* _The problem_: Restate the records exactly. Include all of them.

* _Input data_:
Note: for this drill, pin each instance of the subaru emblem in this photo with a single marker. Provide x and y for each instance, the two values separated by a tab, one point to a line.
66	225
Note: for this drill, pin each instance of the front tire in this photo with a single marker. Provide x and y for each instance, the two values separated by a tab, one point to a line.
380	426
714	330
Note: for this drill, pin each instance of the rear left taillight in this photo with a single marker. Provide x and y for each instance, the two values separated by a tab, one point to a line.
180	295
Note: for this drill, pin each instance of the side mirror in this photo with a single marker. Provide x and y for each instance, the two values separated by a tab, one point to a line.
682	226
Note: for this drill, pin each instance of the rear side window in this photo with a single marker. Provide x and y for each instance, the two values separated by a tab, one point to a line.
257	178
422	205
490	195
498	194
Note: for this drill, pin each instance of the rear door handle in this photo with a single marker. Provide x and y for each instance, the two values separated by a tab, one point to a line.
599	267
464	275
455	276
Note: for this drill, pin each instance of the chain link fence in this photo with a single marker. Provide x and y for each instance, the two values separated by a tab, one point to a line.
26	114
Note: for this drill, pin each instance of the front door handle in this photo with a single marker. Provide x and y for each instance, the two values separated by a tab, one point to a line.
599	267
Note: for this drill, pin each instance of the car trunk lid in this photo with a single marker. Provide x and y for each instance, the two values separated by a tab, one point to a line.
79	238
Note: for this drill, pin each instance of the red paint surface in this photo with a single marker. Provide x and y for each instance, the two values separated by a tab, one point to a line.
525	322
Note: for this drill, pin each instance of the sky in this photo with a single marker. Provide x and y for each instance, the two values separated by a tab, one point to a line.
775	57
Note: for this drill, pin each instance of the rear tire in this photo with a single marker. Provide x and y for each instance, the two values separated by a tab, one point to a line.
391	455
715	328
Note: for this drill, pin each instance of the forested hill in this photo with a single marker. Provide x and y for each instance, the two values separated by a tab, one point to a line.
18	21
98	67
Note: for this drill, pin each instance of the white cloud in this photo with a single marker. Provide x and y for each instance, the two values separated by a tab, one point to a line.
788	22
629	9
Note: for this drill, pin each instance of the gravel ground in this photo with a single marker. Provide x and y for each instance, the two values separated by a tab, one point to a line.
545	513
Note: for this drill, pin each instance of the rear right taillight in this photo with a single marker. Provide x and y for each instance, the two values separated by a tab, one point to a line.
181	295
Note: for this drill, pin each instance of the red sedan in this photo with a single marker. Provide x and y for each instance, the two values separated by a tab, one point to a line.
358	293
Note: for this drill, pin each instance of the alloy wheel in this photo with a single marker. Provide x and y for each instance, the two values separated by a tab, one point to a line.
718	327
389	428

* _Result of this exercise_:
Note: for this drill, pin each instance of the subaru emblem in this photo with a single marker. Provide x and y for each instance, the two values separated by a tab, one point to a line.
66	225
Note: for this drill, pin each instance of the front tire in this photo with a single marker. Provide x and y for each instance, the two values separated by a tab, one point to a line.
380	426
714	330
Note: for this drill, pin each instance of the rear left taillight in this photo with a single marker. Provide x and y for each instance, the two values separated by a tab, one point to a line.
180	295
Note: for this drill, pin each instance of the side mirror in this photo with a single marker. Provide x and y for each instance, the two values separated by a tab, one point to a line.
682	226
Note: for this drill, pin each instance of the rear side window in this photo with a single marker. Provide x and y for each instance, the two values separated by a tab, one point to a line.
257	178
422	205
490	195
498	194
Note: for this drill, pin each instance of the rear door handle in this photo with a single marker. Provide x and y for each instance, the two values separated by a tab, one point to a line.
599	267
464	275
455	276
Note: for this drill, pin each instance of the chain link fence in this photo with a single marker. Provide x and y for each instance, the two values separated by a tab, one point to a line.
26	114
Note: for this drill, pin each instance of the front door handle in this photo with a single marker. Provide x and y for each instance, the two values separated by a tab, one point to a line.
599	267
Note: for this drill, pin each instance of the car trunk lid in this photo with a single marker. Provide x and y for each instance, the two values separated by a tab, one point to a line.
79	238
Note: for this drill, pin each instance of the red paint surface in this photo with a single marker. Provide x and y for each instance, the two values separated by a tab, one point to a line.
525	322
Note: for this drill, pin each instance of the sky in this photo with a single marker. Provide x and y for each instance, the two values separated by a tab, one point to a line.
775	57
Note: for this drill, pin each instance of the rear tire in this photo with a single marker. Provide x and y for each instance, the two values separated by a tab, one point to a line.
391	455
715	328
Note: for this drill, pin each instance of the forested hill in this photo with a single marker. Provide x and y for each instance, the two values separated by a tab, one point to a line.
18	21
98	67
Note: for this drill, pin each instance of the white cloud in this photo with a single marker. Provide x and y for each instance, the two values separated by a tab, one point to a line.
788	22
629	9
Note: for this drill, pin each instance of the gravel ground in this photo with a single marker. Provide x and y for each instance, the two values separated by a tab, one point to a line.
545	513
Note: for this drill, pin each instance of the rear right taillight in this photo with a single marker. Provide x and y for each instance, the two values separated by a tab, one point to a line.
181	295
Note: for this drill, pin each instance of the red sedan in this photo with a single marker. Provide x and y for each instance, the two values separated by a tab, one point to a line.
358	293
Note: for this drill, pin each instance of the alloy wheel in this photo with a single marker. Provide x and y for each instance, the two values separated by a tab, one point to a line.
718	327
389	428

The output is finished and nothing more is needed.